(Records from a point labeling set)
════════════════════

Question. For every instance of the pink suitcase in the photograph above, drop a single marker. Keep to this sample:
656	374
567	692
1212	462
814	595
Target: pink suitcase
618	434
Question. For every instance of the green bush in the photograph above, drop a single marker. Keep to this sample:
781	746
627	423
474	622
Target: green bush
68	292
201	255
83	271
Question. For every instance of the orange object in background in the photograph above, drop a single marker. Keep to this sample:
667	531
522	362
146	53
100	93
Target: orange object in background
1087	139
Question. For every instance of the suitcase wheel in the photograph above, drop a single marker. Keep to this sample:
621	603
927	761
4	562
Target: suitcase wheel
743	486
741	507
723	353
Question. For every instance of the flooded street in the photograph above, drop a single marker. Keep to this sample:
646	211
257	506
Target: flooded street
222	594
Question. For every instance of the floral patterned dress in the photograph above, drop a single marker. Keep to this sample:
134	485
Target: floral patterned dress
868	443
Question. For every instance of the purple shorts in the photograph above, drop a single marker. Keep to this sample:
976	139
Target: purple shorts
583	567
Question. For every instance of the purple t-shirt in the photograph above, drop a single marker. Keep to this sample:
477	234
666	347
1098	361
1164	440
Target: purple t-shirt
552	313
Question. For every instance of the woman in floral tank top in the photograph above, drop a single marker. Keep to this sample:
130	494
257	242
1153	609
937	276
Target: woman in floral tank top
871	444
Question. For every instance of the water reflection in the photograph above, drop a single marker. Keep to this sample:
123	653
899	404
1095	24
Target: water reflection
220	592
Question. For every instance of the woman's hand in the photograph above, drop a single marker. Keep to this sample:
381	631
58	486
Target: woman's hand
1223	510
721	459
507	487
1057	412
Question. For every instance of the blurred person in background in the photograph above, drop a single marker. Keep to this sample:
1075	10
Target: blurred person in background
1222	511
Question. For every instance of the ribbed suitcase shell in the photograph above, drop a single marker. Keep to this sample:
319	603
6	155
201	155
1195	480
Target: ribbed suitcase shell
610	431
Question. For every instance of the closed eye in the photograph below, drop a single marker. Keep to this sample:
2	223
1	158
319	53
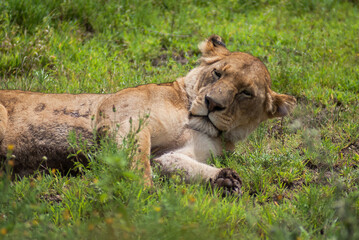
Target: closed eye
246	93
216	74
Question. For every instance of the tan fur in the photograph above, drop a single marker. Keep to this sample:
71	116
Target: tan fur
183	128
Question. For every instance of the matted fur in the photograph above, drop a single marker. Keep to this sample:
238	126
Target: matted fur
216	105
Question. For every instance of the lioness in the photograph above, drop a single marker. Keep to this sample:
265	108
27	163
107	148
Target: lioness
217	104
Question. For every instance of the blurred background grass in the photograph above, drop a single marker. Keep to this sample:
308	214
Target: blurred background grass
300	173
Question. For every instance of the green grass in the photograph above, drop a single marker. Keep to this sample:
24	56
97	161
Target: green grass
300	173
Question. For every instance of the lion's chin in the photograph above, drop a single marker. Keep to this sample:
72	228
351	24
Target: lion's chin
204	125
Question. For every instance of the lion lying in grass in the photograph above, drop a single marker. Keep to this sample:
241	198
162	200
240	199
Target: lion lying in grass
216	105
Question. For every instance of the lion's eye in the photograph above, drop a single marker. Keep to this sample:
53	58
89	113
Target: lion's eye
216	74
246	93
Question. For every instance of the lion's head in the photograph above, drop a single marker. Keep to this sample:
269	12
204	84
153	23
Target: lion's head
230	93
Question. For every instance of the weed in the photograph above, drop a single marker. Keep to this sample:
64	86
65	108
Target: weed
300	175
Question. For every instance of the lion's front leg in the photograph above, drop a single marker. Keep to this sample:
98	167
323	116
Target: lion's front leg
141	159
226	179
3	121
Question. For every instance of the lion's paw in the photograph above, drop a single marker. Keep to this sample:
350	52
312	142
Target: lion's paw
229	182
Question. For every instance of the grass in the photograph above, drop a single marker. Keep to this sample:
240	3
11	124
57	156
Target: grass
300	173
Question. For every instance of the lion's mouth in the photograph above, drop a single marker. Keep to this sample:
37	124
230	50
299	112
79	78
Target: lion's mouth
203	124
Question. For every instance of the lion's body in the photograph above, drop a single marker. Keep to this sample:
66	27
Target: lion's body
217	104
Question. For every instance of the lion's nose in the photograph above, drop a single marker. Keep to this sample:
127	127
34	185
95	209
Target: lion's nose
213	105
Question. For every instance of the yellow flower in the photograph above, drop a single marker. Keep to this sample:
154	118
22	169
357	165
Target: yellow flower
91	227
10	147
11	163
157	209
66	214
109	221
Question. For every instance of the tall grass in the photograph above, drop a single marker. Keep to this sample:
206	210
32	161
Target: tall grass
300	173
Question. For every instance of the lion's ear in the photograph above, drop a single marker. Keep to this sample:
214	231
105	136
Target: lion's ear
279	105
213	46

════════════════════

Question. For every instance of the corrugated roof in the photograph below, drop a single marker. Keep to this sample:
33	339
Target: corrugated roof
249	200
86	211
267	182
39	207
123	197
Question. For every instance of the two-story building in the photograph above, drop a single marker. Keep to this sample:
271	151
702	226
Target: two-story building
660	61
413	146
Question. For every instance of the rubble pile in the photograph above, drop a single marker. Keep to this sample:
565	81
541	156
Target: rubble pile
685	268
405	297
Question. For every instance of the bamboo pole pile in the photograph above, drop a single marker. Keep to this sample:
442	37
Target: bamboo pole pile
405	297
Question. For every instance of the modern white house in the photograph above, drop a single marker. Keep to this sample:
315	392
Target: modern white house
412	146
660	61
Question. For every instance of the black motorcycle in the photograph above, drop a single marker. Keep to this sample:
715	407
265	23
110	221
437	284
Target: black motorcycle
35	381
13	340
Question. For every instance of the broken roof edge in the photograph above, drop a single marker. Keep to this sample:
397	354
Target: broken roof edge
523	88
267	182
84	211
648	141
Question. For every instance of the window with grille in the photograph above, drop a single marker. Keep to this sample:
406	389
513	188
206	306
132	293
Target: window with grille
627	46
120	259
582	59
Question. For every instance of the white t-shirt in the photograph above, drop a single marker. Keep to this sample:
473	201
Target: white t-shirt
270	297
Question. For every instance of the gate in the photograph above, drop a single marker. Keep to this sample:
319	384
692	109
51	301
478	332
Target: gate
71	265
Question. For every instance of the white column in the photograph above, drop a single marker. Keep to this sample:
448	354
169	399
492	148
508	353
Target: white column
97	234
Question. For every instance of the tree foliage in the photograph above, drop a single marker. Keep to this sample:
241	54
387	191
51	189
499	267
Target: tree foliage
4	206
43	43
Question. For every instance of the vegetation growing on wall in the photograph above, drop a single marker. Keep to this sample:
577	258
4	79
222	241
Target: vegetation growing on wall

════════════════════

## SET TASK:
In the listing above, copy out the lines from the one containing "Question. For every instance of the tree" through the one containing "Target: vegetation growing on wall", both included, keeping every character unchanged.

## FINAL RESULT:
Question. For every instance of the tree foliage in the photograph above, drop a single marker. Keep to this sample:
241	54
387	191
51	189
499	267
Target: tree foliage
4	206
43	43
Question. For every instance of the vegetation growing on wall in the photograph above, drop a single marker. Keep to this sample:
577	258
4	79
222	241
Target: vegetation growing on wall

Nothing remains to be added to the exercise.